[Items from a labeling collection]
>> begin

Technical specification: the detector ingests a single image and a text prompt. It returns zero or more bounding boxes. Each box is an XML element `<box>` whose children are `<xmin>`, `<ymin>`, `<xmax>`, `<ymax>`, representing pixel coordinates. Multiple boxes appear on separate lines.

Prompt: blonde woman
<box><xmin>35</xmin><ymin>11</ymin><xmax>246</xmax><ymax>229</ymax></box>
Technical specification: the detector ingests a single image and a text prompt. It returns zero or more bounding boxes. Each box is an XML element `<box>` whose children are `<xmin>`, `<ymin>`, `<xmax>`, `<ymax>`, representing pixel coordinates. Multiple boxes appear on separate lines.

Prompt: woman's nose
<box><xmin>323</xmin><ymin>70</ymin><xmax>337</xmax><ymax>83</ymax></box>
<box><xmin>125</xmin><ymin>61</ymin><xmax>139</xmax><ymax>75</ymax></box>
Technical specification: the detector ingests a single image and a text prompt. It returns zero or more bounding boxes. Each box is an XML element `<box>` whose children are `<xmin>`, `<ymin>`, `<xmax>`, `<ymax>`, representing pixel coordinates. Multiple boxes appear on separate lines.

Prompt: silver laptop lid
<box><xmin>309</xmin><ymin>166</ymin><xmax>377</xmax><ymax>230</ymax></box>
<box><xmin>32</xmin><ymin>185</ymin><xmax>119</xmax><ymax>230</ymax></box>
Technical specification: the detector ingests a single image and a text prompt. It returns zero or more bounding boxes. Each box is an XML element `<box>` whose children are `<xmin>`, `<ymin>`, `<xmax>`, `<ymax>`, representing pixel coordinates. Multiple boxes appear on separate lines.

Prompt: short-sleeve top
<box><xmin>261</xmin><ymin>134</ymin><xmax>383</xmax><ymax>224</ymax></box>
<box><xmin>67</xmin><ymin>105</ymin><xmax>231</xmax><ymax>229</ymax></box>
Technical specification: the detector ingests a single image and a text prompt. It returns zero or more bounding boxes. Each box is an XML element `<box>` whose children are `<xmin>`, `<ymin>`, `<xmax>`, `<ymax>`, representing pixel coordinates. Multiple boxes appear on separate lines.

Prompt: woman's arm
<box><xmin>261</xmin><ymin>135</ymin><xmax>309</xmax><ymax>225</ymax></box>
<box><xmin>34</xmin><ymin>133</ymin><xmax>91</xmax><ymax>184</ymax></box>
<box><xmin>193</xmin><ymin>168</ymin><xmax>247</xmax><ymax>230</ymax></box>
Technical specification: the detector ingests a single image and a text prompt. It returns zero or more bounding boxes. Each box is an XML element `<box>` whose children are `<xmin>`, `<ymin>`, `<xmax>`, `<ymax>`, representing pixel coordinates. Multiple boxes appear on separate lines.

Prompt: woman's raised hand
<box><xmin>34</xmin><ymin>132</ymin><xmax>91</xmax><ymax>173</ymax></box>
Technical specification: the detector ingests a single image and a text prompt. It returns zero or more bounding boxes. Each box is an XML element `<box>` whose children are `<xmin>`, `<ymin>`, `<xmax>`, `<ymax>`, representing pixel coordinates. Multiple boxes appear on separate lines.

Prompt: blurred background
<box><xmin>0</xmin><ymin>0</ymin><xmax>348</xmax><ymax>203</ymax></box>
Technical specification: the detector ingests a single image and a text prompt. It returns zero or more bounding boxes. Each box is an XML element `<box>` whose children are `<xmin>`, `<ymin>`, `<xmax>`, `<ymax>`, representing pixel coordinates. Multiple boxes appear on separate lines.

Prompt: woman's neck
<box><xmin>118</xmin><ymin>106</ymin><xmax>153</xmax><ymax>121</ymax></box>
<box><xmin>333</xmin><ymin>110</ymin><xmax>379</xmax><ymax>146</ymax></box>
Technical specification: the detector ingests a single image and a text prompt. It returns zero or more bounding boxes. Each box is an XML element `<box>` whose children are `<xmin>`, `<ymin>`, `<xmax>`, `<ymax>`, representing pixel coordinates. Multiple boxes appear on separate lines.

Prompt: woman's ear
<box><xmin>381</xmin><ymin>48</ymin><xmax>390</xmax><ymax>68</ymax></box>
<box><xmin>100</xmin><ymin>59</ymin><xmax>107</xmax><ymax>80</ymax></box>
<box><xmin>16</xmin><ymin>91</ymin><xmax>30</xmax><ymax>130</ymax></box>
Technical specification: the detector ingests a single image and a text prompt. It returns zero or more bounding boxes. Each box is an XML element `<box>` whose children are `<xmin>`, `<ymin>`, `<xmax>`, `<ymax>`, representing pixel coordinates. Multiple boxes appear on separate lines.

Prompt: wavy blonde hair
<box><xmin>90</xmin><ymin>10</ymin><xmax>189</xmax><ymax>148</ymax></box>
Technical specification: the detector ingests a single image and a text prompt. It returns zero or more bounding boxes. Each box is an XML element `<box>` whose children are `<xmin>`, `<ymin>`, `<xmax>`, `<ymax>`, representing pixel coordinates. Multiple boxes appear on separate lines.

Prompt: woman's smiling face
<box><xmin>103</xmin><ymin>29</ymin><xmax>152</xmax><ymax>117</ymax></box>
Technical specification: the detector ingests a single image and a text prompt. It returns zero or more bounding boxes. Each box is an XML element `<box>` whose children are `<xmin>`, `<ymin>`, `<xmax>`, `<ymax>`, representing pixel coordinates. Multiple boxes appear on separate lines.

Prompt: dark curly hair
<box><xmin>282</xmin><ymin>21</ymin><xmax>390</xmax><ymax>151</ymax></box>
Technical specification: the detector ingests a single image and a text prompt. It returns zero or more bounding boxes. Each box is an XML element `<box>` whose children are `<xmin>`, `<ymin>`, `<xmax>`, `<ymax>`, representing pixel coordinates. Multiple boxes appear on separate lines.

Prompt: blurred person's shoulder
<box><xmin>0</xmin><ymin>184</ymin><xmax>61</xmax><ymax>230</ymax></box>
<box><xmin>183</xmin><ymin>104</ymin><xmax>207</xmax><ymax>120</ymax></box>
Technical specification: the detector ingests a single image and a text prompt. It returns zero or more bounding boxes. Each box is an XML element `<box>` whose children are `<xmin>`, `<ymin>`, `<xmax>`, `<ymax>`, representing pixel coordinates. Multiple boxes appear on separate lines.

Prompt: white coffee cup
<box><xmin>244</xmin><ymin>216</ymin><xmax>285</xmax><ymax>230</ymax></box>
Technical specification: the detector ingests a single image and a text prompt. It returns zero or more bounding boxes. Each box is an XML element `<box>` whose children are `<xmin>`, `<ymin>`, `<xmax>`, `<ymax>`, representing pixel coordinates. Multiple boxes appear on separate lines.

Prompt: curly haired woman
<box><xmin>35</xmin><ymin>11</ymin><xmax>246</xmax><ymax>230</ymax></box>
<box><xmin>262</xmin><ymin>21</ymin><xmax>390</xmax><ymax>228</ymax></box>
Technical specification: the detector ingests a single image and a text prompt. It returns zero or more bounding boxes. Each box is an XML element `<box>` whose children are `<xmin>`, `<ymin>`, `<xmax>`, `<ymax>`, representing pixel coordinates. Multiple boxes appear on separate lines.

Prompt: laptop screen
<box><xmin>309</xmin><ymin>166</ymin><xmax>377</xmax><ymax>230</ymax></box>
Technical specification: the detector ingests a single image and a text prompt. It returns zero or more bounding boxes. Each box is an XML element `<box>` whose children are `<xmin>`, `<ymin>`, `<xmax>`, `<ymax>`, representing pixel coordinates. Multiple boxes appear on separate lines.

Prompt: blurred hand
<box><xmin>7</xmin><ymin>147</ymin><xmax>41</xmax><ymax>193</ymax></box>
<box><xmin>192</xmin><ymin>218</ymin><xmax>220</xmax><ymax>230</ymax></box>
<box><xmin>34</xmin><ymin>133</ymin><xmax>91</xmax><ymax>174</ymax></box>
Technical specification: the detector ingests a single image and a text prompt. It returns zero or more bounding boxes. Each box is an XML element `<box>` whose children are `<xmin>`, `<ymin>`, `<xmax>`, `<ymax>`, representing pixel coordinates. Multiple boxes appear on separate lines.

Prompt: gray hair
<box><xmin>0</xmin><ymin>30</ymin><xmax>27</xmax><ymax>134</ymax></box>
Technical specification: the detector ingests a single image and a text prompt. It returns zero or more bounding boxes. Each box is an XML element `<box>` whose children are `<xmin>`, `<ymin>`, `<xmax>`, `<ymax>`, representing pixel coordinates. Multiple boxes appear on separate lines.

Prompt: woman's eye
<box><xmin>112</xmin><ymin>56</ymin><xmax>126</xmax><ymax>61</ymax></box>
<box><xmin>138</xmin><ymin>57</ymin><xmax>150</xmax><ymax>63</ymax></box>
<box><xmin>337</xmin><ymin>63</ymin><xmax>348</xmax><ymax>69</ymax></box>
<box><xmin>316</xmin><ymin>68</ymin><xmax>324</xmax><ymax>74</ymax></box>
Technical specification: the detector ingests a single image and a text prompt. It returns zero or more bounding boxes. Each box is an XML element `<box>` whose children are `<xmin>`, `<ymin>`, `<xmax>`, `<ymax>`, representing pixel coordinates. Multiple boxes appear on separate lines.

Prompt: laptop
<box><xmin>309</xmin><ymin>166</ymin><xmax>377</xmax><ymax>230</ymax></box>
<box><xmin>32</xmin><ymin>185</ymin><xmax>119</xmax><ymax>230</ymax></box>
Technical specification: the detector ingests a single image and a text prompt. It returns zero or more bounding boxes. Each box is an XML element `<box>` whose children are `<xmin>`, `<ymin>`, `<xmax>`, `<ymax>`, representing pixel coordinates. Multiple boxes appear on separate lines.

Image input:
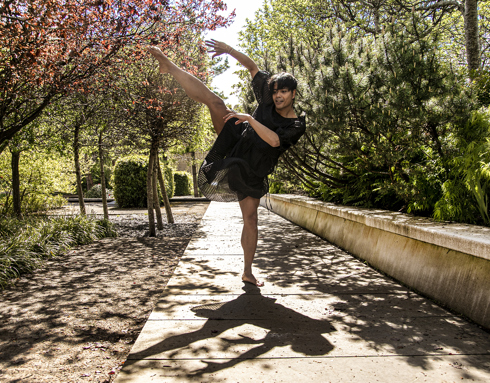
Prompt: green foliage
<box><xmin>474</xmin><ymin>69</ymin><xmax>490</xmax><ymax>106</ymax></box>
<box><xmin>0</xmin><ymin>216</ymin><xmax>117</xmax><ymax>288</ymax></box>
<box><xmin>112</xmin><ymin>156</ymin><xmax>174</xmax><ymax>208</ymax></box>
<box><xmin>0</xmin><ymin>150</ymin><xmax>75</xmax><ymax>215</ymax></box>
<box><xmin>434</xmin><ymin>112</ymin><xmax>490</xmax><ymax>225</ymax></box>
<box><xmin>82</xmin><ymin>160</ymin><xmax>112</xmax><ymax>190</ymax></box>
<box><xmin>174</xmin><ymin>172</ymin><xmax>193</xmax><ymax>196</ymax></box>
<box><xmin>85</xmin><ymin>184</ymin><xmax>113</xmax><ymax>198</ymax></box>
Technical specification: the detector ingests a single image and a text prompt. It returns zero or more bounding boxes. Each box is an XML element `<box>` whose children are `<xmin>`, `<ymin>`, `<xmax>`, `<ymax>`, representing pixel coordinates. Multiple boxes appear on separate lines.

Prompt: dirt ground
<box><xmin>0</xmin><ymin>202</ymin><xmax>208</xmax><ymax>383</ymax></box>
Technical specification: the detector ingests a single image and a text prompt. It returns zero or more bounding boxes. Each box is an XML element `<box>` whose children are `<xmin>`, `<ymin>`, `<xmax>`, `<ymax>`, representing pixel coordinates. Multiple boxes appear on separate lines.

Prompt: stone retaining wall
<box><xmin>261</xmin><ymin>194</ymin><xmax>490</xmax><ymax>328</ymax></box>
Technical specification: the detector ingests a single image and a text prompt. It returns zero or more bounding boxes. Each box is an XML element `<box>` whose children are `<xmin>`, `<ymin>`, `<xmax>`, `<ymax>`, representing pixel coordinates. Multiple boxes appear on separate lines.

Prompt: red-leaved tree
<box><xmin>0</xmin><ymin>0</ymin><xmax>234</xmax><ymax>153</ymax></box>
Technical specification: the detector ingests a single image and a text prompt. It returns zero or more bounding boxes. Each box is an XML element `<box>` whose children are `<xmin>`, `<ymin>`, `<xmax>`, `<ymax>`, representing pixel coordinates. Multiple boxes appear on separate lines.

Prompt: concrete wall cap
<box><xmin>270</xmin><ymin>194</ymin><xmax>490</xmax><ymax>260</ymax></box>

>> end
>> begin

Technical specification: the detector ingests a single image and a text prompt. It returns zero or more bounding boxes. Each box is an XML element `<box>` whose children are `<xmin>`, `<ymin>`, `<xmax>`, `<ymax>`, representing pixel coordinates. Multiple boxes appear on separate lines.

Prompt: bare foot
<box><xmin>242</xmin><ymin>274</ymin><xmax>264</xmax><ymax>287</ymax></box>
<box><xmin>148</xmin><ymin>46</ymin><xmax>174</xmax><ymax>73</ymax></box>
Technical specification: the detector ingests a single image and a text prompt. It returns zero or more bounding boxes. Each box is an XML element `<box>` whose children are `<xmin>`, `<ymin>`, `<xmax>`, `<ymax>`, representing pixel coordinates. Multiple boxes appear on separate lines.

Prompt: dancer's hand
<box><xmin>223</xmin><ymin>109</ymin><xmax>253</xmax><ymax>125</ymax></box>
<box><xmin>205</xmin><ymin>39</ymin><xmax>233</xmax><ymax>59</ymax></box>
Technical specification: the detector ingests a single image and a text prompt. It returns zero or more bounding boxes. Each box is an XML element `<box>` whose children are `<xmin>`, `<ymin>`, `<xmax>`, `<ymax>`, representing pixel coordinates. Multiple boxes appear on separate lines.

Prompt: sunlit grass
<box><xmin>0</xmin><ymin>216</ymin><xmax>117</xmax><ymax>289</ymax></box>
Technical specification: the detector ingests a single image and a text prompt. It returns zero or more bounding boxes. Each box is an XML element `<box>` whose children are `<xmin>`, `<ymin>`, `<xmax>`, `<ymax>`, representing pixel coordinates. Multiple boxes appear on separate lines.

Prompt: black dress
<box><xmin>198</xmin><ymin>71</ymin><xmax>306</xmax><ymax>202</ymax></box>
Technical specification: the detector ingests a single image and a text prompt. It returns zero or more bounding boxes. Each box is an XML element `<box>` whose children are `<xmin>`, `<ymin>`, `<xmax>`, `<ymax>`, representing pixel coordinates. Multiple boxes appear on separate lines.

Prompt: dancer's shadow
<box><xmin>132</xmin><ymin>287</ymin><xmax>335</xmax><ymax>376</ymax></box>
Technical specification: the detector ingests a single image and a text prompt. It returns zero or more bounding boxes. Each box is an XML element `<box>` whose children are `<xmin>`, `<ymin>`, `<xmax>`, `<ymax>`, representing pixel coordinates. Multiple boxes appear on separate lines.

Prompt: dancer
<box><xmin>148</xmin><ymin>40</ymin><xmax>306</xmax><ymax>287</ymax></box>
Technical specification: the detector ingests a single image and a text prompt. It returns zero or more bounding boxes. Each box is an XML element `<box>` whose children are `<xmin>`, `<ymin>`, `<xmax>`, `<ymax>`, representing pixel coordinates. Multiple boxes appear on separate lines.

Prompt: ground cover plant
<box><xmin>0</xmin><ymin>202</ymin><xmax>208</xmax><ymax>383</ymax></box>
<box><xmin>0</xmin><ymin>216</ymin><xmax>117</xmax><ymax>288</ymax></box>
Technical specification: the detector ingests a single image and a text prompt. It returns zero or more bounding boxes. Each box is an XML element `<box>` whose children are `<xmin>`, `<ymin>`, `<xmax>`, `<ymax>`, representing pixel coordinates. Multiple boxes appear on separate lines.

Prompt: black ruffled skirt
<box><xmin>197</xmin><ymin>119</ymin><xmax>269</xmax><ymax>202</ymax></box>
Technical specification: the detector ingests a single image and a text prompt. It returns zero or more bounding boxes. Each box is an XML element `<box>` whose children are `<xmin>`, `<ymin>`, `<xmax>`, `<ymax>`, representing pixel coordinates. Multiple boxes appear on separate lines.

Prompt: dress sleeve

>> end
>> begin

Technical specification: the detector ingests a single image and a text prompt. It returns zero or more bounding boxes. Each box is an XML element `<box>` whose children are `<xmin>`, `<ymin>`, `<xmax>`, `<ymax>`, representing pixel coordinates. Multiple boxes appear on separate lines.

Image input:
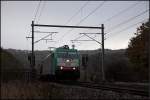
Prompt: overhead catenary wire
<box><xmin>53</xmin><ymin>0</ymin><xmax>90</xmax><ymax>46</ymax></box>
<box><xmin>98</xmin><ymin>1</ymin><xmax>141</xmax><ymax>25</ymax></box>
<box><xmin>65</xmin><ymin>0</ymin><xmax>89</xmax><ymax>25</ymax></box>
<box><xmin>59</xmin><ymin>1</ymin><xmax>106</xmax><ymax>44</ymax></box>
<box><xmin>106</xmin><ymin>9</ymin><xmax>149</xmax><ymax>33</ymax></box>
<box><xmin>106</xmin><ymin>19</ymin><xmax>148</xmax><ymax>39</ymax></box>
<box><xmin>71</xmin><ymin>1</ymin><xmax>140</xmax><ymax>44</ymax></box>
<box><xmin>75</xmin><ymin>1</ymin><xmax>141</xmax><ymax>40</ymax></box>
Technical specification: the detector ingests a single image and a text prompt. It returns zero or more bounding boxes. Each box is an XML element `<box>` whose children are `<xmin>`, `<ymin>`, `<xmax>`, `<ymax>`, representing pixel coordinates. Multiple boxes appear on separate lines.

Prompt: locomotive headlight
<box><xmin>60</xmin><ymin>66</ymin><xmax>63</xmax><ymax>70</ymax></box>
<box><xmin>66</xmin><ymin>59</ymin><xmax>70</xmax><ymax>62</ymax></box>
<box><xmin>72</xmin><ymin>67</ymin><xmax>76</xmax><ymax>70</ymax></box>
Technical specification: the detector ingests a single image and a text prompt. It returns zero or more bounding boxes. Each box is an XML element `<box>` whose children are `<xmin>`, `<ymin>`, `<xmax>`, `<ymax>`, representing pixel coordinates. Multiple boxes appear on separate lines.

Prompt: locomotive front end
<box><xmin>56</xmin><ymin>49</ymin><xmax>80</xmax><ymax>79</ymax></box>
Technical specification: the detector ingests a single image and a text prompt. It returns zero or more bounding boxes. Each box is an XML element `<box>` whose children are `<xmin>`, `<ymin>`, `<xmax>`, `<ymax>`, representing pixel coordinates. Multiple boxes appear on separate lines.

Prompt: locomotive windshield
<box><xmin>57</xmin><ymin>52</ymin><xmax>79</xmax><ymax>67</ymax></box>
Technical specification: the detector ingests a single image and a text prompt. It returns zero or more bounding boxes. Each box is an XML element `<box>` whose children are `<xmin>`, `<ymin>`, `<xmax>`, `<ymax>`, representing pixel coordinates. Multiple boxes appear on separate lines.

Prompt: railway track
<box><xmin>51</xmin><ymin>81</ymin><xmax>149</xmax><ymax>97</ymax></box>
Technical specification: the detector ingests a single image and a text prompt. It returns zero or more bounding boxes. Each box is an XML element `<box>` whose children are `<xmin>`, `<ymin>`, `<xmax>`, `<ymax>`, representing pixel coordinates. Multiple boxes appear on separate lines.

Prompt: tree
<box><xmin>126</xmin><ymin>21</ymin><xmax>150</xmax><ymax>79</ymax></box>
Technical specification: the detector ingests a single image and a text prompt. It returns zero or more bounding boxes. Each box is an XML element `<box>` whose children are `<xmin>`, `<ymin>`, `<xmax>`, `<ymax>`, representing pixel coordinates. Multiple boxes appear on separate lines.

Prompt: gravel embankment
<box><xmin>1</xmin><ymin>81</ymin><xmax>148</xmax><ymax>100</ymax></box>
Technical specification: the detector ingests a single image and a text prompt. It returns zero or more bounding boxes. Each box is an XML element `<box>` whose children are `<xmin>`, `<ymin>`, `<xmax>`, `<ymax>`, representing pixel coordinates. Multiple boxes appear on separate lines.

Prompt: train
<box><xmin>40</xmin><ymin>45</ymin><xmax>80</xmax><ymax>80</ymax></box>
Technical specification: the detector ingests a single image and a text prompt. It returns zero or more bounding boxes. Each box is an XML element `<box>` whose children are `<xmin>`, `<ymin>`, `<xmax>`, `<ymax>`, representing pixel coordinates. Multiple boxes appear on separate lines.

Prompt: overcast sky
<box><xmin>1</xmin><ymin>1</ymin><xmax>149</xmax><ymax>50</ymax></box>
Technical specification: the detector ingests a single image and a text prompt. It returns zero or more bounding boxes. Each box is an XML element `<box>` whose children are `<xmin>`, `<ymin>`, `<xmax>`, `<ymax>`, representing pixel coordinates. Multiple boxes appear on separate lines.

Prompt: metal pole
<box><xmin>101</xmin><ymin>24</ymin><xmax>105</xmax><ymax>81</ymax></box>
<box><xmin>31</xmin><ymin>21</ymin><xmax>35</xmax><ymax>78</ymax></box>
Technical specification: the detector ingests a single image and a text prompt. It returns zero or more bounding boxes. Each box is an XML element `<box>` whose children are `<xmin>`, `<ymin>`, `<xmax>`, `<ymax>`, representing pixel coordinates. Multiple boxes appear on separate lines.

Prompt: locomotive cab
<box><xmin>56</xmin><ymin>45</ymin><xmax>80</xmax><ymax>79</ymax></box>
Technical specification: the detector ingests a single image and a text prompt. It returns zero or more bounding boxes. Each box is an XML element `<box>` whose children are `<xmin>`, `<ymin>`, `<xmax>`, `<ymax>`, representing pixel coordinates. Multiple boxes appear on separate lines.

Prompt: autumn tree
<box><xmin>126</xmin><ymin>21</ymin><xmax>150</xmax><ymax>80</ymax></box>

>> end

● Task requirements
Gather every line in the records above that holds the word "locomotive", and copy each one out.

● The answer
Prompt: locomotive headlight
Prompt: locomotive front end
Prompt: locomotive windshield
Prompt: locomotive cab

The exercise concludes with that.